INSTRUCTIONS FOR THE TASK ▸
When you reach the line containing "Indicate a point per instance of the black leash" in the data below, begin returning lines exactly as written, and stop once the line containing "Indicate a point per instance of the brown" has been returned.

DATA EXCERPTS ▸
▼

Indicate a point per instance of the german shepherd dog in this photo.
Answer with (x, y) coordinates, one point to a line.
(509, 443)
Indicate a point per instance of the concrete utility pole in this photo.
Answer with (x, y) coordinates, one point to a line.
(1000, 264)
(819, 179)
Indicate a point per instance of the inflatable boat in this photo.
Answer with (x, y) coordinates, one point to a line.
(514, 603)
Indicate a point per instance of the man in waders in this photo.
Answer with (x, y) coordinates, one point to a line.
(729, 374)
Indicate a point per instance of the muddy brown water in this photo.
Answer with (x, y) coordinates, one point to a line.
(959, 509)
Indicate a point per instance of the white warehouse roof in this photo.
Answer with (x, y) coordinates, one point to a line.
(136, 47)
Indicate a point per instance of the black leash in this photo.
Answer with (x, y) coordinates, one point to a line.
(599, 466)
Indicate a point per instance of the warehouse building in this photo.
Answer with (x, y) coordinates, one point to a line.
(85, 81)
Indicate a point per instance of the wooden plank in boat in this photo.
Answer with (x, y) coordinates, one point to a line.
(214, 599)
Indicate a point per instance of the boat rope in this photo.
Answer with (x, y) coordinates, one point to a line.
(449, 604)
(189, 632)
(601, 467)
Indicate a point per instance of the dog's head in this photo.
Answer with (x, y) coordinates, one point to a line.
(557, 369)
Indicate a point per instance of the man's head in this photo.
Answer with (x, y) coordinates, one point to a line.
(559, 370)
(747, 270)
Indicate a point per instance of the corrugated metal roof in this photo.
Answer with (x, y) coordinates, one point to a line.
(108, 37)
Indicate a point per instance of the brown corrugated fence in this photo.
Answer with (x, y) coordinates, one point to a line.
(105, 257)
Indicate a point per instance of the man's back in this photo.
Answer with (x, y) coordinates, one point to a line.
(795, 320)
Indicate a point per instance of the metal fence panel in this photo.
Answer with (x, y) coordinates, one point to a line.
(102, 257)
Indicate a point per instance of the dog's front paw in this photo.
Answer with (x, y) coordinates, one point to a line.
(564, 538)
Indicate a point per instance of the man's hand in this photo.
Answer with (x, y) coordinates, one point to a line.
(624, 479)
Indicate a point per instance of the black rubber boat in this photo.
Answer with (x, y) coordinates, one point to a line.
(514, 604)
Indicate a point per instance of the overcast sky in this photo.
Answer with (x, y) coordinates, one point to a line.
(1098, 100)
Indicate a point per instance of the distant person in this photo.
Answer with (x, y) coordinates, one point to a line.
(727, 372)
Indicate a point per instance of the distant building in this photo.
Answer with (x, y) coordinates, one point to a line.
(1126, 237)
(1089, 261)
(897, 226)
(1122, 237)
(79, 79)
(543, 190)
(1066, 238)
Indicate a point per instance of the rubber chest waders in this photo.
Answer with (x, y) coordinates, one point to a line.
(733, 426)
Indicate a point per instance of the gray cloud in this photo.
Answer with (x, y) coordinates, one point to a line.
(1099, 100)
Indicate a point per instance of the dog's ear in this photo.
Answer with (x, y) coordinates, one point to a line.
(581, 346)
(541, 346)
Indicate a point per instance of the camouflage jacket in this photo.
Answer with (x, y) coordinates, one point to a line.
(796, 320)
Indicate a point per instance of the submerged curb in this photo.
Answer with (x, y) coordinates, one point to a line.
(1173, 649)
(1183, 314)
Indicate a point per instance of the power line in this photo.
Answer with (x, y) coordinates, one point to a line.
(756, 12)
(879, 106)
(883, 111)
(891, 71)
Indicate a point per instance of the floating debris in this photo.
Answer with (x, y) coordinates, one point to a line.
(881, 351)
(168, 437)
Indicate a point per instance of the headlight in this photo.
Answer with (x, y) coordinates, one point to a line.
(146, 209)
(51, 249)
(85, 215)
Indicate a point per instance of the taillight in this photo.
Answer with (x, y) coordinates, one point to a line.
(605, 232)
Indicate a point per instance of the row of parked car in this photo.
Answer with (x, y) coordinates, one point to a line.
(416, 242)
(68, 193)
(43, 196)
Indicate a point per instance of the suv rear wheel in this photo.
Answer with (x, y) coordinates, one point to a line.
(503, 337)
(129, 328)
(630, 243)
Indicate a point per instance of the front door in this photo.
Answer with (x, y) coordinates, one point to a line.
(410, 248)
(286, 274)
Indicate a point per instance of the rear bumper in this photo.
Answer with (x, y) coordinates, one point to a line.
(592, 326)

▲

RESPONSE TO THIS TASK ▸
Indicate a point per instance of the black leash in this photo.
Answer with (x, y) coordinates, one point to a line.
(599, 466)
Indicate a point per instance of the warehouse building in this photo.
Answer with (x, y) coordinates, one point to a line.
(85, 81)
Indicate a point per instance of the wooden plank in boat in this photo.
Answer with (x, y) coordinates, one point to a line.
(214, 599)
Indicate a point per instance of the boat rope in this photo.
Answer with (x, y) coordinates, one point to a line.
(449, 604)
(189, 632)
(601, 467)
Indicate a point per instance of the dog's head in this photo.
Answer with (x, y) coordinates, one point to a line.
(557, 369)
Indicate a point per instance of the man's head in this photo.
Answer with (x, y) coordinates, one point to a line.
(559, 370)
(747, 270)
Indicate a point per instance of the corrugated metal roof in this photo.
Answer with (x, y) coordinates, one point to a line.
(108, 37)
Indicate a point per instance of the brown corrugated fence in this photo.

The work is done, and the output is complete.